TASK PROMPT:
Although the records contain pictures, the copy should leave them out and match everything else exactly.
◆ ◆ ◆ ◆
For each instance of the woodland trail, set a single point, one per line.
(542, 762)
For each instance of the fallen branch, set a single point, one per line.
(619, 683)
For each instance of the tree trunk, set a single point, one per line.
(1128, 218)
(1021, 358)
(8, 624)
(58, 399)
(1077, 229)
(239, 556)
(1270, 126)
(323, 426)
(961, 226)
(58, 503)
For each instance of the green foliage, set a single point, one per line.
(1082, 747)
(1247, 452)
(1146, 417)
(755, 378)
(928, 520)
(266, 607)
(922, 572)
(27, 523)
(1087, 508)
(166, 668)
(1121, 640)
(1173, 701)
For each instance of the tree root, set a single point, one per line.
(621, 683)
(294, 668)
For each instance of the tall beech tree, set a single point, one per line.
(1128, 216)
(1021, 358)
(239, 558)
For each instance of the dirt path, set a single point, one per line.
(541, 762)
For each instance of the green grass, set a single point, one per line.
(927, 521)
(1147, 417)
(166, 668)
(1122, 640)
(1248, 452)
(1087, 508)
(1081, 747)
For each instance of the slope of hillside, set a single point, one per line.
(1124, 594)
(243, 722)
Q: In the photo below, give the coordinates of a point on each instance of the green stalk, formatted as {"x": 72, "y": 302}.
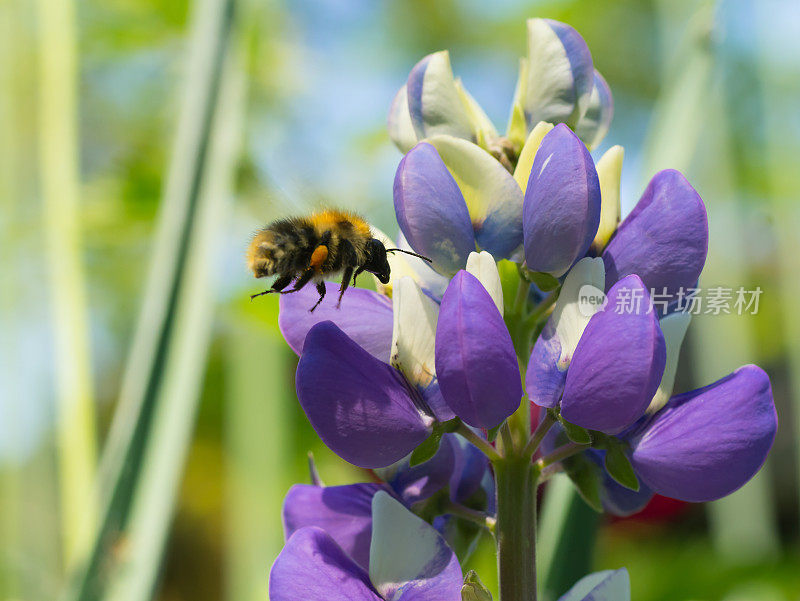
◆ ◆ ◆ ◆
REPLY:
For each instance of the woodland trail, set a single point, one per line.
(542, 762)
For each instance of the fallen branch, set a single point, one per line.
(619, 683)
For each instance of the tree trunk, set a single point, one per line.
(1128, 218)
(1021, 358)
(8, 624)
(58, 399)
(1077, 229)
(239, 556)
(1270, 126)
(323, 426)
(961, 226)
(58, 503)
For each instance of the green foliage, set a single point, one per line.
(1082, 747)
(1247, 452)
(1146, 417)
(755, 378)
(928, 520)
(266, 607)
(922, 572)
(27, 523)
(1087, 508)
(166, 668)
(1121, 640)
(1173, 701)
For each instance of the tree root, set a single point, one per line.
(621, 683)
(294, 668)
For each instance of the tall beech tree, set a single point, one per line.
(1128, 216)
(1021, 358)
(239, 558)
For each instance of the dirt path, set a single point, one per line.
(541, 762)
For each instance of the green grass, set a single point, one per line.
(927, 521)
(1147, 417)
(166, 668)
(1122, 640)
(1248, 452)
(1087, 508)
(1081, 747)
For each instance of the slope of hillside, set a single point, one per line.
(1124, 594)
(243, 722)
Q: In the photo below, give the coordinates of a point on each instance of the green stalk, formatted as {"x": 72, "y": 302}.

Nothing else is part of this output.